On Tue, Sep 20, 2016 at 04:56:00PM -0700, Adam Langley wrote:
> > I can't speak for what the "official" plan is, but it'd be very easy to setup
> > "slave" Roughtime servers that created a merkle tree of requests in some
> > interval, then submitted the tip of that tree to a master Roughtime server. The
> > protocol can even support this as-is: you'd just concatenate the two
> > merkle-paths and set the index field appropriately. Of course, this would make
> > it look like you had an unusually large merkle tree if nested multiple times,
> > but a standards compliant client should accept such a response just fine.
> >
> > Note though that you can't do this without the co-operation of the server: the
> > hash calculation for a leaf is 0x00 + <nonce> while the hash calculation for an
> > inner node in the tree is 0x01 + <left> + right.
> >
> > Of course, the above does increase latency with every level of horizontal
> > scaling.
>
> It would be possible to move the packet processing to untrusted
> machines which built small Merkle trees and forwarded their roots to a
> trusted machine that signed larger Merkle trees. There is a limit in
> the protocol about how large the tree can be (based on the size of the
> response), but batches of 1,024 should be doable.

Ah right, because of UDP packet size limits.

[Dataset rows]

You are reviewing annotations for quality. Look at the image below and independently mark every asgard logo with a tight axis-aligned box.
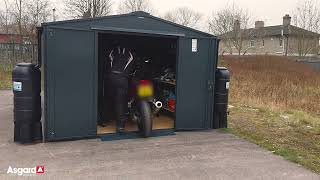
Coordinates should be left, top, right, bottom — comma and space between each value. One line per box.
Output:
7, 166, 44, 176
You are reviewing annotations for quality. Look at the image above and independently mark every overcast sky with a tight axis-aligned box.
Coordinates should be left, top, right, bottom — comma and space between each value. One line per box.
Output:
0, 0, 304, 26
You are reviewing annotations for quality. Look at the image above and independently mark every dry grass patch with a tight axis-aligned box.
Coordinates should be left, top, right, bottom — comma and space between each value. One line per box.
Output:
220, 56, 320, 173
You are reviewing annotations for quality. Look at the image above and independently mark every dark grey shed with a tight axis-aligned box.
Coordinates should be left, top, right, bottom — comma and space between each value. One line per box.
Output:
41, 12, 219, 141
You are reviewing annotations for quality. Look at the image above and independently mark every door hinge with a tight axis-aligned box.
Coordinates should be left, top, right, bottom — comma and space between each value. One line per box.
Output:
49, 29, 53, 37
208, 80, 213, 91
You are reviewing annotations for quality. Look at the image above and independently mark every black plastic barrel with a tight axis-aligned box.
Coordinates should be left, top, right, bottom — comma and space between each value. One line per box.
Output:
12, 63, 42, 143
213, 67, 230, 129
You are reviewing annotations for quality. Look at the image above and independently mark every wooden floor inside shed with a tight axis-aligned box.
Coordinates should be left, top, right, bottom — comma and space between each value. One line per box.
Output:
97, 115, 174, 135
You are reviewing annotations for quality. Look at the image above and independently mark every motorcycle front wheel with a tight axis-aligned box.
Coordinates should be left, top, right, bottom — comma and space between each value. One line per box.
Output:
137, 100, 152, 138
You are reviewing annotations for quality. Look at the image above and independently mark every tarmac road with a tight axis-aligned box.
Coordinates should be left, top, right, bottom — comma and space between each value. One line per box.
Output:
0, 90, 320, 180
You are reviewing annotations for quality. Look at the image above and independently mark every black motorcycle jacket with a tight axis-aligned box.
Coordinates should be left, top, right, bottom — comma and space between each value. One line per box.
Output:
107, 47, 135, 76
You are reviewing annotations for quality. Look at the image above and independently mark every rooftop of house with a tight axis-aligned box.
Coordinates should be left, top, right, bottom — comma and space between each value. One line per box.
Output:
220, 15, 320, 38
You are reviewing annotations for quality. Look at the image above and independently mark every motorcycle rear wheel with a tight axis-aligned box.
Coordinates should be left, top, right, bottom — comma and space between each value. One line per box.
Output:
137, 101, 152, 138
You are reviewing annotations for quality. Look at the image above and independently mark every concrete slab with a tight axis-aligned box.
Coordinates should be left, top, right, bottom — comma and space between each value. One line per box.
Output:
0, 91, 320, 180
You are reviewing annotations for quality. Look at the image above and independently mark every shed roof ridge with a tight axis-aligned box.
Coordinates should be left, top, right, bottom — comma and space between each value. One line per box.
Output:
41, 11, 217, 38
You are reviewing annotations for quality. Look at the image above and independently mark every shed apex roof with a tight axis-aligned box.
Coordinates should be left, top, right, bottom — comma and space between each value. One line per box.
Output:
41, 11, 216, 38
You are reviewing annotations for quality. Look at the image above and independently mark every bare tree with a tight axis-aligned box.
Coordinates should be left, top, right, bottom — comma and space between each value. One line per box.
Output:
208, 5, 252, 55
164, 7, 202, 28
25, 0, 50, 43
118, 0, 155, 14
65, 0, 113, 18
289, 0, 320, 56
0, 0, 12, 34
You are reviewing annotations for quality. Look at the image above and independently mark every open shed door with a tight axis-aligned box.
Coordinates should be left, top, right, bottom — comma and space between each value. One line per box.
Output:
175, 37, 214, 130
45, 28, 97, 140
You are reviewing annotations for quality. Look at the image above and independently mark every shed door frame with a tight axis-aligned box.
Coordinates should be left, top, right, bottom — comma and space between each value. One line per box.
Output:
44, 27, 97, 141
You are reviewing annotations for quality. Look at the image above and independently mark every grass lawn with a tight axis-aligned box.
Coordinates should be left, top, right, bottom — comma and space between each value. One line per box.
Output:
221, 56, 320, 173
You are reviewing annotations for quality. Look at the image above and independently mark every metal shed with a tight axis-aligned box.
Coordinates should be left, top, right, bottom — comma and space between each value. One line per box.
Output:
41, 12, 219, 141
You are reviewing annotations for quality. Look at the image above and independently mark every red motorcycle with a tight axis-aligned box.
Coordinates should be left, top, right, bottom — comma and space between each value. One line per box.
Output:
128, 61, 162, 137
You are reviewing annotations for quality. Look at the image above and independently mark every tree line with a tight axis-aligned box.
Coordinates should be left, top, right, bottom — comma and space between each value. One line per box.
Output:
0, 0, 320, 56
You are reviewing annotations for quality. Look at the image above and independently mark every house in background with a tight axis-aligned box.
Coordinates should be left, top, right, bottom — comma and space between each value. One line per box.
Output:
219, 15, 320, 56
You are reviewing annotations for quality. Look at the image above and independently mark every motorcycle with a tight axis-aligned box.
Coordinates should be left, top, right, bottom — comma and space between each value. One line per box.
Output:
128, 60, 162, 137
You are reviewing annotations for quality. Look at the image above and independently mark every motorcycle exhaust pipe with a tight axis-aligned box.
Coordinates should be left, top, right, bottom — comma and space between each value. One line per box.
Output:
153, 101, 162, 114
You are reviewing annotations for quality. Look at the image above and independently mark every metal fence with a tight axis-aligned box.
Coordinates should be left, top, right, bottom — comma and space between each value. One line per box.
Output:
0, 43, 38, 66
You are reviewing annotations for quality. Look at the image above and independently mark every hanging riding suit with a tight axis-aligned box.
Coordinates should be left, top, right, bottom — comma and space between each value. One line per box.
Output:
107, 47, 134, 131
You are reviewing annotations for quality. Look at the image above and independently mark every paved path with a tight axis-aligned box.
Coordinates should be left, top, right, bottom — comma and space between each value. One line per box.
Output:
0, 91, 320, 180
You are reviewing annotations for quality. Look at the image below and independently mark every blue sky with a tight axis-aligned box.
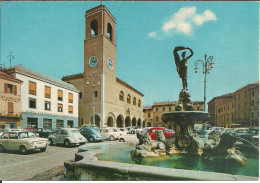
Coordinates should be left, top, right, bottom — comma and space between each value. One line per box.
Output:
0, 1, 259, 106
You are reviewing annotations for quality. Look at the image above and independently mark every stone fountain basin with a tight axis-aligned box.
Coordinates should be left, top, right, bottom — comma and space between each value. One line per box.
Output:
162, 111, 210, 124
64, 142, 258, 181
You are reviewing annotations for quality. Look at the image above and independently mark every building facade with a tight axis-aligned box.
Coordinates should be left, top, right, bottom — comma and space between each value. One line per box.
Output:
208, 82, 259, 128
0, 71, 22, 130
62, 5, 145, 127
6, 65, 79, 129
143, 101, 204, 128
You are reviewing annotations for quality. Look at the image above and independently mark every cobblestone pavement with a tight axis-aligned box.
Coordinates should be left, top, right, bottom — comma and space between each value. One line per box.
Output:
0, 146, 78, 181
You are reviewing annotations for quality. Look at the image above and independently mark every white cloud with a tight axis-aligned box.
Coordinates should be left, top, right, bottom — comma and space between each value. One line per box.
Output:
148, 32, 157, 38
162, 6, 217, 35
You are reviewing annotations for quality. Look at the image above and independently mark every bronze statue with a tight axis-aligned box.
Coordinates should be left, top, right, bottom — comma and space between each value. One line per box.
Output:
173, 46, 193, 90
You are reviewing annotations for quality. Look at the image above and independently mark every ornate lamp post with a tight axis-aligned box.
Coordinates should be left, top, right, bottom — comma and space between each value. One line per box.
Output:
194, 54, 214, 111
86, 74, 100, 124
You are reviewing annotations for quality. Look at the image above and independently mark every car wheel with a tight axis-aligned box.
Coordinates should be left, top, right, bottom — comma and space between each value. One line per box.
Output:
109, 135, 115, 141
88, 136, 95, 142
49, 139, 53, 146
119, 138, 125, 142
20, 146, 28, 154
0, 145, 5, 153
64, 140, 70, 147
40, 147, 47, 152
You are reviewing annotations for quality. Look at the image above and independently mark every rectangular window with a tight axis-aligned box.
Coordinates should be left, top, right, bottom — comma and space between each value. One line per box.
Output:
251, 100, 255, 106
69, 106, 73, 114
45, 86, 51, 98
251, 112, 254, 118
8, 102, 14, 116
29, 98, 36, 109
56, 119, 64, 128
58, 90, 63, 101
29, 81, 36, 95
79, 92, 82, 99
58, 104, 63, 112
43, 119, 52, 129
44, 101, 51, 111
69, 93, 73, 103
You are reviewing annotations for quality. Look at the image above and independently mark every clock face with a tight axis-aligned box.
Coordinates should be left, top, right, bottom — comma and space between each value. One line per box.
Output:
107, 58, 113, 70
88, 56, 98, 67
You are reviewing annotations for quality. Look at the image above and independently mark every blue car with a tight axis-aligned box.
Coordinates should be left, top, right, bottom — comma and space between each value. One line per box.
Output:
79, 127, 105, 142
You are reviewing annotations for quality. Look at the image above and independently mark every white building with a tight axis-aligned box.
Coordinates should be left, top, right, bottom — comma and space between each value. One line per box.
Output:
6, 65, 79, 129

==

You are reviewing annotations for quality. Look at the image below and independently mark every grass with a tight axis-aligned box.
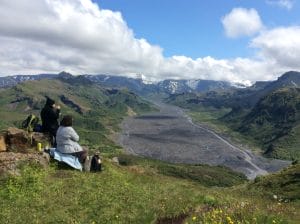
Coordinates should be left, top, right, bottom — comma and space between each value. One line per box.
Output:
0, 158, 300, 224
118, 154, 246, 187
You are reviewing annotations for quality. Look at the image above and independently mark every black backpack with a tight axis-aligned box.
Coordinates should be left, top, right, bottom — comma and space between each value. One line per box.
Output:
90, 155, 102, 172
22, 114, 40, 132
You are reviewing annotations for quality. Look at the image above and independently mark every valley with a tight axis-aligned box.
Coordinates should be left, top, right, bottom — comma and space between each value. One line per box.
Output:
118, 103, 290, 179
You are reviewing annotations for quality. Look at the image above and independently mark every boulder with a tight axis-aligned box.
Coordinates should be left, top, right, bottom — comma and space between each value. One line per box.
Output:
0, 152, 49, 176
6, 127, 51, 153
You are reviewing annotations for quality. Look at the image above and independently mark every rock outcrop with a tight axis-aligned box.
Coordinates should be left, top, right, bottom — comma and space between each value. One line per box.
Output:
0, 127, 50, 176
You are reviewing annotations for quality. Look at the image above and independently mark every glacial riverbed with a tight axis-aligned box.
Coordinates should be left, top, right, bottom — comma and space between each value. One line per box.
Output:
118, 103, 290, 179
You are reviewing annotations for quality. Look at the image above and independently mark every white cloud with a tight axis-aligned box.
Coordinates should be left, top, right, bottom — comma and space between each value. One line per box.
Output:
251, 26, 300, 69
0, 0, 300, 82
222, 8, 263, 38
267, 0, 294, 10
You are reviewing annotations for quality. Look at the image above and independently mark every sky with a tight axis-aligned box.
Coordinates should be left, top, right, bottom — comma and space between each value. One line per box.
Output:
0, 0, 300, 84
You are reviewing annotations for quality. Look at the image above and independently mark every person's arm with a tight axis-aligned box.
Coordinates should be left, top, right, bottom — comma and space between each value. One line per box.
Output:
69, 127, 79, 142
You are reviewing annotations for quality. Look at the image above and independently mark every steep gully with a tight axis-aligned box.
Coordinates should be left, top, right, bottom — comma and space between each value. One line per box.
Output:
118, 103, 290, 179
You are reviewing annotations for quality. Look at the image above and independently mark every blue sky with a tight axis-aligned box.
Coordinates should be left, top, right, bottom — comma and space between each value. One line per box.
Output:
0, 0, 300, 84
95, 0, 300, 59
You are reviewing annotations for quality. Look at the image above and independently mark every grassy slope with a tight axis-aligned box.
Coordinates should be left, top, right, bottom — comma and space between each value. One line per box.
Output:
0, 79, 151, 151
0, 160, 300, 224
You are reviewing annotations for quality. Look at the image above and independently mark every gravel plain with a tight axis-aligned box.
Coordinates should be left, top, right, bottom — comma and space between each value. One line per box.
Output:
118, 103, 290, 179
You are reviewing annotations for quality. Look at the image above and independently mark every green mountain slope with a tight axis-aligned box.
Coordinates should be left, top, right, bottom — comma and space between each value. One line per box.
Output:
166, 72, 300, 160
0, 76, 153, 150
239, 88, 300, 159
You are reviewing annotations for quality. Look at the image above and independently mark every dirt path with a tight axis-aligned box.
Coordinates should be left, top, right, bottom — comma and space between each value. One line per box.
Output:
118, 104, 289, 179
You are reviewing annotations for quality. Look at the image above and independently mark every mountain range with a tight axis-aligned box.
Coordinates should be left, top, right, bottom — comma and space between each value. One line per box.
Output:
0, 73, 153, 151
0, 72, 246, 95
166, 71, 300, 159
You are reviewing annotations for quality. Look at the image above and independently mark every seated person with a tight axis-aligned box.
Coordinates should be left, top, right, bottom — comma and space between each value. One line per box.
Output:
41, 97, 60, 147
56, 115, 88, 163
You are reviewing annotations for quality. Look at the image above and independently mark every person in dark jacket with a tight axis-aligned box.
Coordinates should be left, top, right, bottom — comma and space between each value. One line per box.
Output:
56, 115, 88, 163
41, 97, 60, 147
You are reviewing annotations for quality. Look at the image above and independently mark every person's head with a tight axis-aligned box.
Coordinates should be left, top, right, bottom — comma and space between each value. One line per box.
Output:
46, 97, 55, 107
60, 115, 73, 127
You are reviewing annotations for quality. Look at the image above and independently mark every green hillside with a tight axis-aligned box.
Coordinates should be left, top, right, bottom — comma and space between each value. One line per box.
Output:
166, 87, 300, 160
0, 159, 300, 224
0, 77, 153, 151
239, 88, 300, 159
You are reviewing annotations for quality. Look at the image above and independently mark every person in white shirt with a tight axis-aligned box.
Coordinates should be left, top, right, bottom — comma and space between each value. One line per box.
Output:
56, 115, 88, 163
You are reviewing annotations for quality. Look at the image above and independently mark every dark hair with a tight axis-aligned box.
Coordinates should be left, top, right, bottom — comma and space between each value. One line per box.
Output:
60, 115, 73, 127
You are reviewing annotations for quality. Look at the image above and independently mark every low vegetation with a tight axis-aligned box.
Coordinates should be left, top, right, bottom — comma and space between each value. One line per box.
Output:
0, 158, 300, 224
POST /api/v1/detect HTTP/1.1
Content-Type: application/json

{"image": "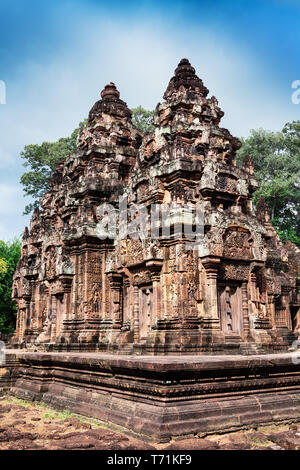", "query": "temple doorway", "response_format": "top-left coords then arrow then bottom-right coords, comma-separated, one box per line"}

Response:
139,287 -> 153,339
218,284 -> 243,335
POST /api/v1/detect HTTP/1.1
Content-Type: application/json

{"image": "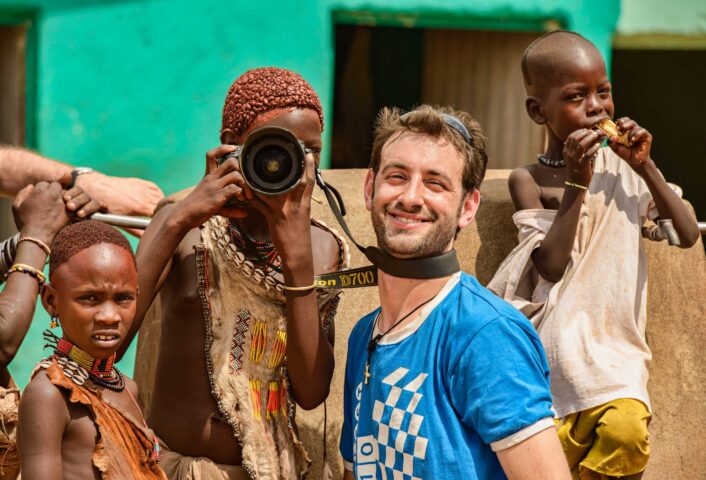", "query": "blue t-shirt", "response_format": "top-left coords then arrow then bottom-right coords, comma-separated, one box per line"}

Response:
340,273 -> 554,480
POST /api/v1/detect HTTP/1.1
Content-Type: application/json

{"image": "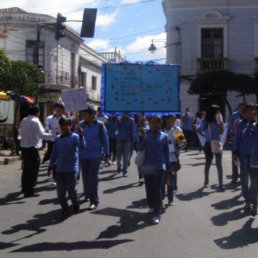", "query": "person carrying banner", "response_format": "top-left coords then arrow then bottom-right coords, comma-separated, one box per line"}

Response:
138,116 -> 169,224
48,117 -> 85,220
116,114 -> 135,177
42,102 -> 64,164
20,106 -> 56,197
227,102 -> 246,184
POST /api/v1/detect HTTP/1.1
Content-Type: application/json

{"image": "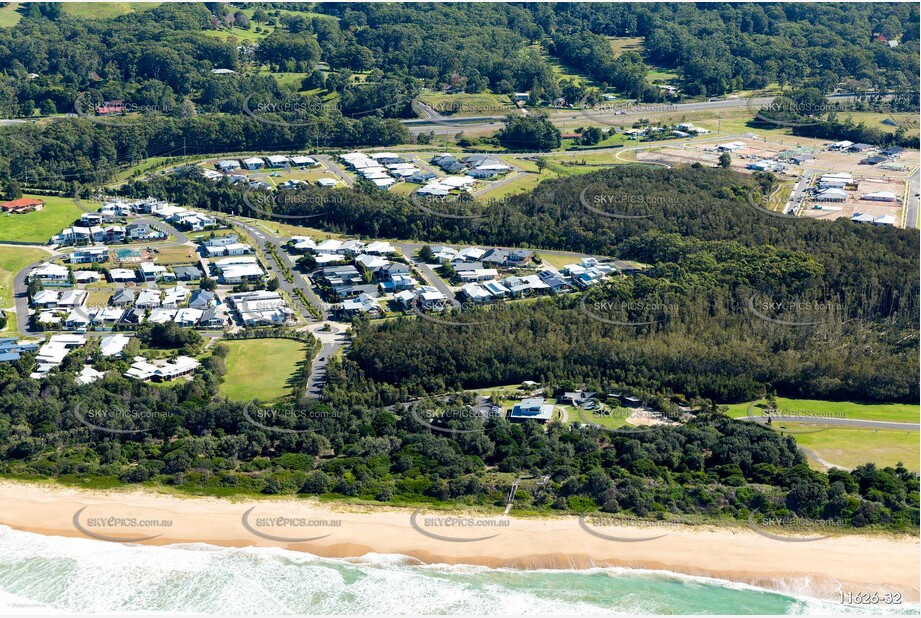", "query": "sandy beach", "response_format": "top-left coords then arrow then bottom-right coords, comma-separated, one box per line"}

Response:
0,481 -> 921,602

— EXERCISES TO COMPLETE —
1. Transcribe the Roughtime message between "On Tue, Sep" and "response just fine.", inclusive.
2. Answer these from the Roughtime message:
(a) What is the hash calculation for a leaf?
(b) What batch size is described as doable?
(c) What kind of limit does the last line give as the reason for the cap on tree size?
3. Resume the Roughtime message after its final line.
These entries come from a separate source.

— OUTPUTS FOR THE TASKS —
1.
On Tue, Sep 20, 2016 at 04:56:00PM -0700, Adam Langley wrote:
> > I can't speak for what the "official" plan is, but it'd be very easy to setup
> > "slave" Roughtime servers that created a merkle tree of requests in some
> > interval, then submitted the tip of that tree to a master Roughtime server. The
> > protocol can even support this as-is: you'd just concatenate the two
> > merkle-paths and set the index field appropriately. Of course, this would make
> > it look like you had an unusually large merkle tree if nested multiple times,
> > but a standards compliant client should accept such a response just fine.

2.
(a) 0x00 + <nonce>
(b) Batches of 1,024
(c) UDP packet size limits

3.
Reminds me of a related issue: Why full SHA512 rather than SHA256 or truncated
SHA512? For timestamping, the birthday attack isn't relevant - a colision still
proves both messages existed at that point in time - so 512 bits is unusually
strong, particularly when Roughtime's intended use-case is so ephemeral
(there's a comment in the OpenTimestamps source noting that for timestamping
even MD5 doesn't have any practical attacks yet). Going from 512-bit hashes to
256-bit would make batches of 1,048,576 doable for the same packet size, which
could make the difference between a slow HSM being usable as the signer or not.
Equally, you've declared that the protocol and infrastructure is subject to
change and upgrades, so that'd sets expectations appropriately if you do need
to upgrade to more bits in the future.


But I may be biased: being a Bitcoin guy if SHA256 fails I'm going to have a
very bad day indeed. :)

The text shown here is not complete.